あなたのお子さんは、大丈夫ですか?
2025年に入り、6月8日までに全国で2万8553人に増えている百日咳。ワクチンを打つ前に重症化や死亡、抗菌薬が効かないなどトラブルが続いているそうです。
「子どもが何週間も咳をしてるけど、風邪かな?」
「夜中になると咳き込んで眠れないみたい…」
もしかしたらそれ、百日咳(ひゃくにちぜき)かもしれません。風邪によく似ていて見分けがつきにくく、特に赤ちゃんがかかるととても危険です。
今回は、百日咳の症状や原因、予防法について解説していきます。
百日咳とは?長引く咳の正体
百日咳は、「百日咳菌」という細菌によって引き起こされる感染症です。感染すると、主に呼吸器系に症状が出ます。
昔からある病気で、「百日も咳が止まらない」と言われたことが名前の由来です。今でも子どもを中心に毎年多くの人がかかっており、大人も油断できません。
こんな症状が出たら要注意!百日咳の段階別症状
初期の症状は風邪にそっくりですが、進行すると特徴的な咳が現れます。
◎ 初期(1〜2週間)
- 軽い咳
- 鼻水
- 微熱
この時期は風邪と見分けがつきにくく、感染力が非常に強いので注意が必要です。
◎ 中期(2〜6週間)
- 特徴的な咳: 咳が次第にひどくなり、短く連続する咳(スタッカート)の後に、息を吸い込むときに「ヒュー」という笛のような音(レプリーゼ)がするのが特徴です。
- 嘔吐: 咳き込みすぎて吐いてしまうことも少なくありません。
- 顔の紅潮・チアノーゼ: 咳の発作で顔が赤くなったり、ひどい場合は唇が青くなったりすることもあります。
この咳が何週間も続き、体力もかなり奪われます。
◎ 回復期(数週間〜数ヶ月)
咳の回数や程度は徐々に減っていきますが、完全に治るまでには時間がかかります。
どうしてうつるの?百日咳の感染経路
百日咳は咳やくしゃみで飛び散るしぶき(飛沫)によって人から人へ感染します。特に以下のような場面では感染リスクが高まります。
- 幼稚園や学校など人が多い場所
- 家族内での感染
- 免疫が落ちているとき
誰がかかりやすいの?特に注意が必要な人
- 乳幼児: 生後6ヶ月未満の赤ちゃんは、特徴的な咳が出ずに無呼吸発作を起こしたり、肺炎や脳症などの合併症を引き起こし、重症化して命に関わることもあります。
- 高齢者や持病のある方: 免疫力が低下しているため、重症化のリスクが高まります。
百日咳の治療
百日咳の治療には抗菌薬が使われます。早期に抗菌薬を服用することで、症状の軽減や感染力の低下が期待できます。
ただし、咳が始まってから時間が経つと抗菌薬の効果は限定的になるため、早期診断・早期治療が重要です。
百日咳の予防法
百日咳の予防には、ワクチン接種が最も効果的です。
::::::
• 課題の目的:
百日咳についての文章から、「- 顔の紅潮・チアノーゼ: 咳の発作で顔が赤くなったり、ひどい場合は唇が青くなったりすることもあります。」で始まり「では感染リスクが高まります。」で終わる部分を正確に書き写してください。 この一覧は本課題では使いません。

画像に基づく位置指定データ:
::::::
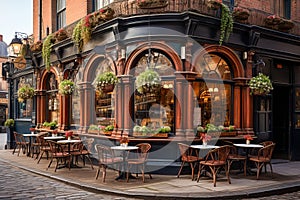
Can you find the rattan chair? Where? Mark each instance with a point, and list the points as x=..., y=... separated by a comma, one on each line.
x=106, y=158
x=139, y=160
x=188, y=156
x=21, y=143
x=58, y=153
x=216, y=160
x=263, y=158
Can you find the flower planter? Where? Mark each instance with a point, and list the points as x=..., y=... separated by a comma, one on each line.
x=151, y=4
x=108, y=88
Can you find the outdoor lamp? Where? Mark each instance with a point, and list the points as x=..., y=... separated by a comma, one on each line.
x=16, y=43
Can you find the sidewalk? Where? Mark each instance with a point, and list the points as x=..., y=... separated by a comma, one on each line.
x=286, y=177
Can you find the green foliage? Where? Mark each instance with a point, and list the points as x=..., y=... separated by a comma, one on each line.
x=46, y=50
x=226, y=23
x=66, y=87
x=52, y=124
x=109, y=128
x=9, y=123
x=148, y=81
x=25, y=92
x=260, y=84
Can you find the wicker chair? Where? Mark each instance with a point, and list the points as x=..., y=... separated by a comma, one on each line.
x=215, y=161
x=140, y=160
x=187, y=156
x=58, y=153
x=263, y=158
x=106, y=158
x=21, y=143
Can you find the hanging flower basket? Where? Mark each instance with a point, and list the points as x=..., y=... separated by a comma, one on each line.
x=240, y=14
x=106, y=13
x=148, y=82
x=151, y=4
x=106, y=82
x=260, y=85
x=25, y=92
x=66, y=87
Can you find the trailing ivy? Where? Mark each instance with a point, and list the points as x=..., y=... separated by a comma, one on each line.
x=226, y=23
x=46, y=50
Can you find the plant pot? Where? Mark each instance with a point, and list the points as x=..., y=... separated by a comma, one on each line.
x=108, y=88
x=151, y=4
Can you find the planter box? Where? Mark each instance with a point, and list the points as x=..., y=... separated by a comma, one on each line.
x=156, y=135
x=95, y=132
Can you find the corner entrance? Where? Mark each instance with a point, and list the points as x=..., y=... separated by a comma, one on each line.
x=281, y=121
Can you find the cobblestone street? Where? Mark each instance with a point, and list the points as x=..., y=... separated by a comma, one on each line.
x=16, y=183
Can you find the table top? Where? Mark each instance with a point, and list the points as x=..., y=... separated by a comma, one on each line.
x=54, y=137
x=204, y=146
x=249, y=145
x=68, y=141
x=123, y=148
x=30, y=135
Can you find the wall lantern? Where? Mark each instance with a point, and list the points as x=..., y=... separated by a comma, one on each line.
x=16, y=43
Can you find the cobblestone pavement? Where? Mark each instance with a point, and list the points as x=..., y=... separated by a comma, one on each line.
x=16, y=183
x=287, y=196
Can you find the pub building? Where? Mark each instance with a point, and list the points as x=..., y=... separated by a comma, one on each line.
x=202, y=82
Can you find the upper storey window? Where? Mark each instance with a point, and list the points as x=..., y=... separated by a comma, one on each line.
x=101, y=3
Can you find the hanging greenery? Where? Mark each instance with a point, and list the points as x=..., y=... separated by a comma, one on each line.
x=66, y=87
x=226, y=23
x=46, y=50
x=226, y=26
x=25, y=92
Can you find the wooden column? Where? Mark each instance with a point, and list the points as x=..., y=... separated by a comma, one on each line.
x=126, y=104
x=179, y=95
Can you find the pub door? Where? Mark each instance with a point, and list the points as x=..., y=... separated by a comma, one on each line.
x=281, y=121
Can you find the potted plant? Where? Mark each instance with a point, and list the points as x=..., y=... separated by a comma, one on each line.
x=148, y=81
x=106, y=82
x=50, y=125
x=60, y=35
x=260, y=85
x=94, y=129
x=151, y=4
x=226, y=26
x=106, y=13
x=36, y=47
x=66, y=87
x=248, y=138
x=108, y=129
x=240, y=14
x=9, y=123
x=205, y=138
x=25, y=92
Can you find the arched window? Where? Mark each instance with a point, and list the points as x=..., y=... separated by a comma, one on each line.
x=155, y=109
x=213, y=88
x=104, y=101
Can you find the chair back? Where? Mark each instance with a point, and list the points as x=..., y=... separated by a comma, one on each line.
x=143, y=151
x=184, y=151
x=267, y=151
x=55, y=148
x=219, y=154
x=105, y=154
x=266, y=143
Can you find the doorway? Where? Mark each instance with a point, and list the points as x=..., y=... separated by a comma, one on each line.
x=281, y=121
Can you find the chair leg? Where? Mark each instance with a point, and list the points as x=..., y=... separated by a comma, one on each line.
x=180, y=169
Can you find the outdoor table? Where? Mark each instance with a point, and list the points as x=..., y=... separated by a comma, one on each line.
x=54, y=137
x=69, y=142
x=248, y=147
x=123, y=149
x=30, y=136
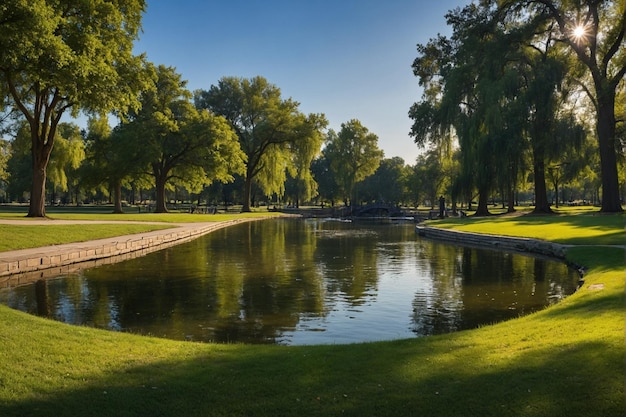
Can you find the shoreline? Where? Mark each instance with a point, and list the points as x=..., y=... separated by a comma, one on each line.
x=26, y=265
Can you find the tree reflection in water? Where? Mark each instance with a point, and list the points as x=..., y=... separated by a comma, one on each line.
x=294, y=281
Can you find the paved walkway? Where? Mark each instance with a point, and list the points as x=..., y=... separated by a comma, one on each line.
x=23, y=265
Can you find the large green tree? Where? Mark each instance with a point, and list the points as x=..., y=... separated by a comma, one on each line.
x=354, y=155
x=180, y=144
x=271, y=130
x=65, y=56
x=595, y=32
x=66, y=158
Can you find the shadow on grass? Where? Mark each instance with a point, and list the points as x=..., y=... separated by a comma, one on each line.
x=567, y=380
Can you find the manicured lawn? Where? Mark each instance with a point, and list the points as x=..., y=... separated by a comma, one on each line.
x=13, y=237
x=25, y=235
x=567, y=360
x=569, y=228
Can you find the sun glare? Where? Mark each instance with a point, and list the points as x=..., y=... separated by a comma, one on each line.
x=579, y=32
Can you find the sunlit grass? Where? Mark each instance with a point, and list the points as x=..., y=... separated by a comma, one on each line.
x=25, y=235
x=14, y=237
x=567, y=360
::::::
• 出力結果:
- 顔の紅潮・チアノーゼ: 咳の発作で顔が赤くなったり、ひどい場合は唇が青くなったりすることもあります。
この咳が何週間も続き、体力もかなり奪われます。
◎ 回復期(数週間〜数ヶ月)
咳の回数や程度は徐々に減っていきますが、完全に治るまでには時間がかかります。
どうしてうつるの?百日咳の感染経路
百日咳は咳やくしゃみで飛び散るしぶき(飛沫)によって人から人へ感染します。特に以下のような場面では感染リスクが高まります。